Exercise description
All entries below are to be reproduced exactly.
(Provided records Opens)
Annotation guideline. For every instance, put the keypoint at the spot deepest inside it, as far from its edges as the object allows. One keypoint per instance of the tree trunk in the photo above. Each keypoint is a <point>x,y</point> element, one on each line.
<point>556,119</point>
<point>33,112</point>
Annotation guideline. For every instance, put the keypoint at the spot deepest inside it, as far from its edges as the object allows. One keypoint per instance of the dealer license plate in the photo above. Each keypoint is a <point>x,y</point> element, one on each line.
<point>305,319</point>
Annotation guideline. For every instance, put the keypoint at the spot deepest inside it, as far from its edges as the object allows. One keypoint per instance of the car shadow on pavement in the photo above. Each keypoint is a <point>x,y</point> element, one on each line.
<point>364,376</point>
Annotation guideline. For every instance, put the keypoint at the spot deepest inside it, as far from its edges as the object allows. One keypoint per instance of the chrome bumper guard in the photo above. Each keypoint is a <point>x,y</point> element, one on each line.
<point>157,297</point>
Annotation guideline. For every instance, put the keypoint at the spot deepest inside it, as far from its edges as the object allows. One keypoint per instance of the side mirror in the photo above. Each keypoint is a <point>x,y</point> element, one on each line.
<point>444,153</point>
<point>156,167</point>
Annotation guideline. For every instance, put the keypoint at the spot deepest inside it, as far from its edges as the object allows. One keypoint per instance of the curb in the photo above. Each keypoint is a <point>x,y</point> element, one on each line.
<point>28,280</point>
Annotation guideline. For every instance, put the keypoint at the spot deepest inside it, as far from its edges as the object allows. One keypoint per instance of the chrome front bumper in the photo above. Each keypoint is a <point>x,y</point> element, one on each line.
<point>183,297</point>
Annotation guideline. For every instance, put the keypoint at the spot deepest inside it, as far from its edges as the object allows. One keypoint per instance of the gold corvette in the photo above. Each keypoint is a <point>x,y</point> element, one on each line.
(Provided records Closes)
Written answer
Annotation guideline. For every instance, put the keypoint at the spot deepest inside it, as far from its edges as the object allows. One keypoint per instance of the tree trunk in the photo above. Each keypoint is a <point>x,y</point> element, one on each line.
<point>556,119</point>
<point>33,112</point>
Annotation guideline. For every instance, put the keypoint at the spot deepest inside it, as far from its edges as the object allows. One keypoint per instance of the dealer license plate in the photo above. Each keypoint is a <point>x,y</point> element, one on each line.
<point>305,319</point>
Annotation guideline. For every instance, put the keypoint at the spot deepest inside it, as far from its edges as the object allows. One keypoint per instance of the car shadow on pavement in the photo above. Each keypoint is a <point>x,y</point> element, one on each line.
<point>364,376</point>
Annotation guideline. For every instance, put the keypoint at the spot deepest inside it, as far from its edges as the object allows. One keypoint per instance of the chrome bumper guard in the photo above. Each keypoint is a <point>x,y</point> element, one on each line.
<point>157,297</point>
Annotation guideline. For every instance, put the keypoint at the spot deepest inside it, as far from its edges as the object allows. One keypoint per instance of the side mirror in the photo above. Each keypoint is a <point>x,y</point> element, one on each line.
<point>444,153</point>
<point>156,167</point>
Annotation guideline. For every instance, put the keypoint at the spot deepest inside it, as far from its edges as the object allows. One keypoint per instance of the curb in the photo above. Each keypoint is a <point>x,y</point> element, one on each line.
<point>28,280</point>
Annotation guideline. For every instance, put the keypoint at the spot deepest inside it, as far from its edges as the object allows. One keypoint per instance of the chrome front bumper in the photo above. Each keypoint is a <point>x,y</point> element, one on each line.
<point>183,297</point>
Annotation guideline. For every instance, put the keypoint at the spot deepest inside it, as far from its edges as the object allows. One keypoint per instance of the gold corvette in the photo above. Each keypoint is a <point>x,y</point> element, one on each line.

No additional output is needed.